NB : cet article fait suite à ma synthèse concernant le Réalisme. Etant donné les liens plus qu’intimes qu’entretiennent Réalisme et Naturalisme, je ne saurais trop vous recommander de commencer par lire mon article sur le Réalisme (si ce n’est déjà fait !^^) avant de vous attaquer à ce nouveau chapitre de l’histoire de la littérature du XIXe siècle…^^
Introduction
De fait, à la toute fin du XIXe siècle, quelques auteurs, particulièrement influencés par le courant scientiste du positivisme, décident de prolonger l’ambition réaliste en cherchant à décrire le monde social de manière tout bonnement scientifique.
Adossé aux théories scientifiques de l’époque, et notamment à celles de Claude Bernard, le Naturalisme se donne donc pour mission de représenter sous tous ses aspects la société de son temps, non pas en se contentant de la peindre de « l’exprimer », à la manière des réalistes, mais bien en la décortiquant littéralement, à la manière de médecins qui pratiqueraient une autopsie.
De fait, le Naturalisme se plaît à refuser un réalisme simple et « vide de sens » et veut se faire, par l’application à l’art des méthodes et des résultats de la science positive, le témoin des nouvelles forces en présence dans un monde qui bouge, qui remue, qui change, qui se transforme.

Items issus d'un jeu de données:
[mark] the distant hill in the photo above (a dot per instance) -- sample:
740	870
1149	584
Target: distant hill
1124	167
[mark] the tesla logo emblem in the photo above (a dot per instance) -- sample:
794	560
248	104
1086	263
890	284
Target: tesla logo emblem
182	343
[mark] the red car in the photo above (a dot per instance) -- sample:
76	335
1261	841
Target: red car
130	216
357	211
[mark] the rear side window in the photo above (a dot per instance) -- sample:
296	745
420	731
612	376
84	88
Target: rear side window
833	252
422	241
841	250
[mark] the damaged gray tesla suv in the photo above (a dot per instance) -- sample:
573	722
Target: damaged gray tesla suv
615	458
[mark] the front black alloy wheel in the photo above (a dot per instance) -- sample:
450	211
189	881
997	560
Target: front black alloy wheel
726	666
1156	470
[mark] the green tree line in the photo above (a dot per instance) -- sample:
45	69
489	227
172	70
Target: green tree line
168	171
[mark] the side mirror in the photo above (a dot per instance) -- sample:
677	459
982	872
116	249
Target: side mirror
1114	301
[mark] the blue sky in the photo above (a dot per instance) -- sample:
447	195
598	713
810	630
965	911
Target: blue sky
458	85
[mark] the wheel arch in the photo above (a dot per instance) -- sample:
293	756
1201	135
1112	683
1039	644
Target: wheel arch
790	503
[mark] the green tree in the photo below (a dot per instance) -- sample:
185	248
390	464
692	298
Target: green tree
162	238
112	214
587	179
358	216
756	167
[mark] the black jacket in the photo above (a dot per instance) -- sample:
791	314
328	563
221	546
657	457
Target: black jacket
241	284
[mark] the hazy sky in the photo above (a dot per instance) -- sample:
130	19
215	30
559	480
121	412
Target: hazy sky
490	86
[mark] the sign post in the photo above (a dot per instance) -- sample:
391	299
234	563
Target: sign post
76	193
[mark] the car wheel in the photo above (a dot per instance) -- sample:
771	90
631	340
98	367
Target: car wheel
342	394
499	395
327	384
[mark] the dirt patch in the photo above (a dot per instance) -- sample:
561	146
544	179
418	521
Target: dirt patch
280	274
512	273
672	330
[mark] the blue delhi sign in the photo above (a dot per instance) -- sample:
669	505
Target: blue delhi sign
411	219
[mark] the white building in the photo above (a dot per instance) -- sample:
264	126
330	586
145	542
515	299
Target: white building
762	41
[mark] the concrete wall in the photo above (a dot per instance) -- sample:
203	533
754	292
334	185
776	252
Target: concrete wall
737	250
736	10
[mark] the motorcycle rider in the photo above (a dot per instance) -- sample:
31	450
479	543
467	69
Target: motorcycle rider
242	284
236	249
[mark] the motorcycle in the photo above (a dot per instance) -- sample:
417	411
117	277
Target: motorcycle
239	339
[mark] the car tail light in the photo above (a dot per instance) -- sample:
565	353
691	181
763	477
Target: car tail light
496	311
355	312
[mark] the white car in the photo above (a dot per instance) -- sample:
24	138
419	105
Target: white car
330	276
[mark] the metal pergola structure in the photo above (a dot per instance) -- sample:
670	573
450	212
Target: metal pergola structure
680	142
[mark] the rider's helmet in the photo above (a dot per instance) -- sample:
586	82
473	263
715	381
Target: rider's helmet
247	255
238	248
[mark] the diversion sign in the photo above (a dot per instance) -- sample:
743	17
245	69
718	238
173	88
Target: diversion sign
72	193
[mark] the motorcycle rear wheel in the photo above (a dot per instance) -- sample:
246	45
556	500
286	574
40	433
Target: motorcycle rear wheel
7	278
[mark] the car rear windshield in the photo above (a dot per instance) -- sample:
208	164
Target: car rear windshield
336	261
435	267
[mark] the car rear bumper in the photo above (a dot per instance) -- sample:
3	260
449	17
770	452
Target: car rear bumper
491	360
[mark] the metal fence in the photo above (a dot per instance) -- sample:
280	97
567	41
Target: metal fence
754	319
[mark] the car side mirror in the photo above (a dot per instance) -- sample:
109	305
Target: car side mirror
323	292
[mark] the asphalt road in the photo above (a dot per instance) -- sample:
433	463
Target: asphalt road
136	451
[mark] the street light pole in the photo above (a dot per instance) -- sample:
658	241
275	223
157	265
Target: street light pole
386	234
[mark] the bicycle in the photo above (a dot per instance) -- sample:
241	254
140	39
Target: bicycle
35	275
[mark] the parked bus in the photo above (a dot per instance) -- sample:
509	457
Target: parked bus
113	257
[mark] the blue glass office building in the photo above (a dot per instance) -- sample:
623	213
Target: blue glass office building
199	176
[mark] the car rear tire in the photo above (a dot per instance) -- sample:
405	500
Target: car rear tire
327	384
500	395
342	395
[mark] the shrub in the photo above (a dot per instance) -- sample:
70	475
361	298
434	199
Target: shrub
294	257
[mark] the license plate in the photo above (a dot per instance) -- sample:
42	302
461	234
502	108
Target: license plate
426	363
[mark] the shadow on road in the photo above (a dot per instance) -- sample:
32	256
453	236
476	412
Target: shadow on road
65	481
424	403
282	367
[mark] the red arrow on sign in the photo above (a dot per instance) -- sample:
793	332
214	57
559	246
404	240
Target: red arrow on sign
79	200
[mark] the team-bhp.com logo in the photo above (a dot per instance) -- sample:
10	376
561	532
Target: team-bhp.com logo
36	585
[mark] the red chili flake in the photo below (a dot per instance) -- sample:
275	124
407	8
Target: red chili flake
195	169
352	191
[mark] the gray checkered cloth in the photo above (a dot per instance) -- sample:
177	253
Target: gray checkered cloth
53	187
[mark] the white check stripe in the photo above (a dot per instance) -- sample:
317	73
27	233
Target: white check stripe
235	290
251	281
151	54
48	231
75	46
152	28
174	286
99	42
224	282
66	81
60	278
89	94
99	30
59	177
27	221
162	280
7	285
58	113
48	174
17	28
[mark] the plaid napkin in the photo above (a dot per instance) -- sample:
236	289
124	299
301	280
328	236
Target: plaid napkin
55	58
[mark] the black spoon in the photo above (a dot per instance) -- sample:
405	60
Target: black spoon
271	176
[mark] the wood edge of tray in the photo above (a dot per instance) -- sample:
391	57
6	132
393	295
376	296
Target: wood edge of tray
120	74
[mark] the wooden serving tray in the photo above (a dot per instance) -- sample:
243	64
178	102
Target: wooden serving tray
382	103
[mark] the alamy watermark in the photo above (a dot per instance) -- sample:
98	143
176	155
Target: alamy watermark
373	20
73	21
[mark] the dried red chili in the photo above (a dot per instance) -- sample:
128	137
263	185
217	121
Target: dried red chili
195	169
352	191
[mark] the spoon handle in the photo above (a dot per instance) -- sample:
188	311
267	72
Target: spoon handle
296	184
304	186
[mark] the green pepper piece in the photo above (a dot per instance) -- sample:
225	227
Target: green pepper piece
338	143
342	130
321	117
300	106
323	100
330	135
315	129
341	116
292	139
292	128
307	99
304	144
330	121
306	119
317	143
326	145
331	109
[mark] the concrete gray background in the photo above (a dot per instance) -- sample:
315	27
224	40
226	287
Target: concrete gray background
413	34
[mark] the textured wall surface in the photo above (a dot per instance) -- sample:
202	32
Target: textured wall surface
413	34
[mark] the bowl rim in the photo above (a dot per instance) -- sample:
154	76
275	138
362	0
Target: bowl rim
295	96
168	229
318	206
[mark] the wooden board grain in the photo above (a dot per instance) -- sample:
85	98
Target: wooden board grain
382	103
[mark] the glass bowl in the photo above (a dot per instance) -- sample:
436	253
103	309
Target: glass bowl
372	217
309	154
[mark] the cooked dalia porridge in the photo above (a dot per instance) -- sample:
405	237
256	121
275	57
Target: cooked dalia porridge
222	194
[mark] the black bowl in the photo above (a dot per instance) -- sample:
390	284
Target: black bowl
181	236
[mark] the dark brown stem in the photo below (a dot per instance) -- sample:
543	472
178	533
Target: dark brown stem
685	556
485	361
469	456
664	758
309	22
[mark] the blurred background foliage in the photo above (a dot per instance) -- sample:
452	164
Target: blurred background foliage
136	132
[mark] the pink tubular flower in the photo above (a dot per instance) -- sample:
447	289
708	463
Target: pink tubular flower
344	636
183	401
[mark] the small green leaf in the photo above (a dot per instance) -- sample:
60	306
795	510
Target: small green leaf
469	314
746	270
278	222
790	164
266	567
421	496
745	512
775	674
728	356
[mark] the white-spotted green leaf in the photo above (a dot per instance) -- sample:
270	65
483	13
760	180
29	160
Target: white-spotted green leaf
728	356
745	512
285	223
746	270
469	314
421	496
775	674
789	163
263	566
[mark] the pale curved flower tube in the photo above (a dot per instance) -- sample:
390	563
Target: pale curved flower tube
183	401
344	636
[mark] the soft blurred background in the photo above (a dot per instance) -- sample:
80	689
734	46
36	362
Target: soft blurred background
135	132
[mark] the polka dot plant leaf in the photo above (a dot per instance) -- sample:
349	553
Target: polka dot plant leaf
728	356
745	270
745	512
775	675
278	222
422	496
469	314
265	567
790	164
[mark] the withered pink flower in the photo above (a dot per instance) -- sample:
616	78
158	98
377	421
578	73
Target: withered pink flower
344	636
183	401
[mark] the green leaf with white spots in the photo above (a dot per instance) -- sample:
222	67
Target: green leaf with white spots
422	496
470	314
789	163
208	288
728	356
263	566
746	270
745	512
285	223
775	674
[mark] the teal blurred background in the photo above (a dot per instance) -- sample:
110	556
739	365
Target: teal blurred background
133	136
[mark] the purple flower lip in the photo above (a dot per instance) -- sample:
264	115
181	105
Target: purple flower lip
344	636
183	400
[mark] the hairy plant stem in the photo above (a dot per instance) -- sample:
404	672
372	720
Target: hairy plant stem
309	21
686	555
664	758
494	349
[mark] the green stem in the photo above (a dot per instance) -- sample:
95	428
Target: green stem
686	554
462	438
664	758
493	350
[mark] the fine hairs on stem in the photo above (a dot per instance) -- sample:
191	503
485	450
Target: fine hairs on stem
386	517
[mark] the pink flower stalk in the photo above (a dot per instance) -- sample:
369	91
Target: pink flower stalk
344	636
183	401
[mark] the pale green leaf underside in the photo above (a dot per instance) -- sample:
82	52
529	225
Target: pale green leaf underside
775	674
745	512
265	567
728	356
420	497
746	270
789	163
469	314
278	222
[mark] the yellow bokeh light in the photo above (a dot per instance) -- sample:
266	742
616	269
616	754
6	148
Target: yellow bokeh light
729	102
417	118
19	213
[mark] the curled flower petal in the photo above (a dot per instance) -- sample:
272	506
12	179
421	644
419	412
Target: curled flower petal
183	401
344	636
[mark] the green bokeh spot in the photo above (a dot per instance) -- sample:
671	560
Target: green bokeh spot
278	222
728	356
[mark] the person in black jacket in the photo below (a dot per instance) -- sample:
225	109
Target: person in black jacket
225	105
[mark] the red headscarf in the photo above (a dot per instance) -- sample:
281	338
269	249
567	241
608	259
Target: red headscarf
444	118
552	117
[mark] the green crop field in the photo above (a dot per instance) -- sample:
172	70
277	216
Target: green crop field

#### Consigne A
Les affirmations suivantes concordent-elles avec l'extrait sur le Naturalisme ? (i) Le Naturalisme s'appuie notamment sur les théories de Claude Bernard. (ii) Le Naturalisme se contente de peindre la société à la manière des réalistes. (iii) Le Naturalisme naît au début du XIXe siècle. Répondez par oui ou non à chacune, en citant les mots décisifs de l'extrait.
#### Consigne B
Dans l'extrait sur le Naturalisme, relevez tous les verbes qui caractérisent le monde dont le Naturalisme veut se faire le témoin.
#### Consigne C
Selon l'extrait sur le Naturalisme, par quel courant les auteurs naturalistes étaient-ils particulièrement influencés ?
Ces items n'ont aucun rapport avec l'extrait sur le Naturalisme.

#### Réponse A
(i) Oui : « Adossé aux théories scientifiques de l’époque, et notamment à celles de Claude Bernard ».
(ii) Non : « mais bien en la décortiquant littéralement, à la manière de médecins qui pratiqueraient une autopsie ».
(iii) Non : « à la toute fin du XIXe siècle ».

#### Réponse B
bouge, remue, change, se transforme

#### Réponse C
Par le courant scientiste du positivisme.